Given instruction A
According to the article on oil and biofuels below, what will worldwide oil production reach by 2018?

Source extract
..............................

An International Energy Agency report says investments in oil technology will lead to a worldwide supply boom.

High oil prices were supposed to make biofuels and other oil alternatives more competitive. If only oil would stay above $80 a barrel (or $70 or $60), biofuels companies often say, then they’d have a market. Their technology for turning weeds into alcohol or pond scum into crude oil could really take off.

But now that we’ve had years of high oil prices, what’s really taking off is oil production. High prices have stimulated investment in advanced technologies for extracting difficult-to-reach sources of oil, and that’s unlocked vast new resources (see “Shale Oil Will Boost U.S. Production, But It Won’t Bring Energy Independence”). As a result, oil supplies are growing fast, according the International Energy Agency’s five-year forecast, a key report—released today—that helps shape investment decisions in the oil industry. Meanwhile, biofuels production is growing slower than expected, and for years it will continue to provide only a negligible fraction of fuel worldwide.

According to the report, worldwide oil production will reach 103 million barrels per day by 2018, growing by 8.3 million barrels per day between now and then. Total biofuels production will amount to 2.36 million barrels per day, up only slightly from the 1.86 million barrels per day in 2012.

One of the keys to the anticipated growth in oil is that the hydraulic fracturing and horizontal drilling technologies used to access shale oil can also be used to increase production from conventional wells, a relatively low-risk proposition.

In contrast, when it comes to advanced biofuels made from grass and wood chips, the industry faces the challenge of convincing investors to finance unproven technologies. That’s turned out to be difficult: many biofuels projects have been cancelled because the technical challenges proved harder than expected or because there wasn’t enough financing. The report concludes that “the political framework for advanced biofuels in many countries seems to be insufficient to fully address the investment risks associated with first-of-their-kind commercial-scale production plants.”

..............................

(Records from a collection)

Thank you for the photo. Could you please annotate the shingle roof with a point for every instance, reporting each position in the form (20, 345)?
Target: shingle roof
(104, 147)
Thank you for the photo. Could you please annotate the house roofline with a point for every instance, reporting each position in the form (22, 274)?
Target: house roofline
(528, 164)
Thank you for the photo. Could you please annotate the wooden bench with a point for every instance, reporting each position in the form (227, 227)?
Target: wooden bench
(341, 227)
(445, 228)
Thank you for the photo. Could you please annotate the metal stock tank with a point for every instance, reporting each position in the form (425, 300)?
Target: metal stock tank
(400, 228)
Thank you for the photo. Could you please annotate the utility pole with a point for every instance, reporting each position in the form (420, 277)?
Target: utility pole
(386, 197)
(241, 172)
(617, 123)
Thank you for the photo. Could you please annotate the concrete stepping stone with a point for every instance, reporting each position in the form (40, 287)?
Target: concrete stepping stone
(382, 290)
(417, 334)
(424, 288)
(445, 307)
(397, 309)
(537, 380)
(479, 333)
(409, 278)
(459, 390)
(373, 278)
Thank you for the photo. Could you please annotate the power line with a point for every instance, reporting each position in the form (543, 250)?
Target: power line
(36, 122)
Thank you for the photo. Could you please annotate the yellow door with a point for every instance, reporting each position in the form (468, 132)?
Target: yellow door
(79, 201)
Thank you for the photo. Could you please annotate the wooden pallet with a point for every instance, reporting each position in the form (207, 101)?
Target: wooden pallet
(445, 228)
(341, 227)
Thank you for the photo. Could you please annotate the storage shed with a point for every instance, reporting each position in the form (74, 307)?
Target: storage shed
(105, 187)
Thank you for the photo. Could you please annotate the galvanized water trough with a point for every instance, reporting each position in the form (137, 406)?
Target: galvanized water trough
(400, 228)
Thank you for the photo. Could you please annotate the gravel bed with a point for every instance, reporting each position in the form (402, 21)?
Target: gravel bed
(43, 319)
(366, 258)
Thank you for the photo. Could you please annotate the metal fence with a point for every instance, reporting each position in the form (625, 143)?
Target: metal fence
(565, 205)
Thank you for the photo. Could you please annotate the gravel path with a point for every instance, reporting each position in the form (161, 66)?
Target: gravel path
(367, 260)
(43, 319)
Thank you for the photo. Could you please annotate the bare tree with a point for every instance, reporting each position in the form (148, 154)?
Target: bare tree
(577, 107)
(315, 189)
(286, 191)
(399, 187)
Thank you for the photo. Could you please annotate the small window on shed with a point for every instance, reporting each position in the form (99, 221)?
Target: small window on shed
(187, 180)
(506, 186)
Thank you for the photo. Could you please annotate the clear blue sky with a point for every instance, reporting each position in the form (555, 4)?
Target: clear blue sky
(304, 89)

..............................

Given instruction B
Pull out every line of the entries above that contains the word "trough".

Task response A
103 million barrels per day.

Task response B
Thank you for the photo. Could you please annotate the galvanized water trough with a point for every instance, reporting each position in the form (137, 406)?
Target: galvanized water trough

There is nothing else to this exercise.